■ Supplied data:
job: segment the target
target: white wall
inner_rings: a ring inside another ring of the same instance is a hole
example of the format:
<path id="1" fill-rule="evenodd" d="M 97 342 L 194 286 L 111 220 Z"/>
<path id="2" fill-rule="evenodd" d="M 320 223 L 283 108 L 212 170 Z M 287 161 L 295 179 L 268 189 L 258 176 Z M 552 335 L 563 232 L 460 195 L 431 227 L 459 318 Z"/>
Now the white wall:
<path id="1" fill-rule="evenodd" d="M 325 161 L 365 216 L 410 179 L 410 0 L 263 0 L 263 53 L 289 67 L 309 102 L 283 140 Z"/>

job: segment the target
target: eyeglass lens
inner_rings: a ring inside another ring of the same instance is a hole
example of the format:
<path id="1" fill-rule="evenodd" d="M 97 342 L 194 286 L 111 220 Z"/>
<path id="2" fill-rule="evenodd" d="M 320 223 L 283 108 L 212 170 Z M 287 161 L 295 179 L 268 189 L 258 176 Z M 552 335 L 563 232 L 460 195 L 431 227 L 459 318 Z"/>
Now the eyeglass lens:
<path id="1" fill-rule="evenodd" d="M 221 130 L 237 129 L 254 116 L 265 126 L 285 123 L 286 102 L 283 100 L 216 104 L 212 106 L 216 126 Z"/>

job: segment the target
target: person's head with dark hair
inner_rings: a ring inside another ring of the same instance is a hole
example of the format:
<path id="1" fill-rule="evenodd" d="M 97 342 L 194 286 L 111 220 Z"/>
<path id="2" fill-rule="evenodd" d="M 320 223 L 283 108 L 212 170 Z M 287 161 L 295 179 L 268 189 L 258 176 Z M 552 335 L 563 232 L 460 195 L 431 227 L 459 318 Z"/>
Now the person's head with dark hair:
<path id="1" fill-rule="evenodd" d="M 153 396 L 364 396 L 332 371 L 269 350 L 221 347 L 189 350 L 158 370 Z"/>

■ Exercise brief: Exactly as they appear above, set down all of the records once more.

■ Written answer:
job: segment the target
target: white wall
inner_rings: a ring inside another ring of the same instance is a hole
example of the format:
<path id="1" fill-rule="evenodd" d="M 97 342 L 194 286 L 111 220 Z"/>
<path id="2" fill-rule="evenodd" d="M 320 223 L 283 108 L 212 170 Z M 287 161 L 295 179 L 268 189 L 258 176 Z M 552 335 L 563 232 L 460 195 L 431 227 L 459 318 Z"/>
Now the white wall:
<path id="1" fill-rule="evenodd" d="M 325 161 L 365 216 L 410 179 L 410 0 L 263 0 L 263 53 L 289 67 L 309 102 L 283 140 Z"/>

job: segment the target
target: eyeglass lens
inner_rings: a ring inside another ring of the same instance is a hole
example of the format:
<path id="1" fill-rule="evenodd" d="M 97 342 L 194 286 L 111 220 Z"/>
<path id="2" fill-rule="evenodd" d="M 320 223 L 283 108 L 212 170 Z M 287 161 L 295 179 L 268 189 L 258 176 Z M 552 335 L 563 232 L 460 195 L 431 227 L 459 318 Z"/>
Now the eyeglass lens:
<path id="1" fill-rule="evenodd" d="M 221 130 L 237 129 L 254 116 L 265 126 L 285 123 L 286 102 L 283 100 L 216 104 L 212 106 L 216 126 Z"/>

job: segment the target
target: person's head with dark hair
inner_rings: a ring inside another ring of the same instance is a hole
example of the format:
<path id="1" fill-rule="evenodd" d="M 97 342 L 194 286 L 111 220 Z"/>
<path id="2" fill-rule="evenodd" d="M 320 223 L 283 108 L 212 170 Z M 287 161 L 295 179 L 268 189 L 258 176 Z M 552 335 L 563 232 L 460 195 L 431 227 L 459 318 Z"/>
Now the person's head with dark hair:
<path id="1" fill-rule="evenodd" d="M 153 396 L 364 396 L 332 371 L 269 350 L 221 347 L 189 350 L 158 370 Z"/>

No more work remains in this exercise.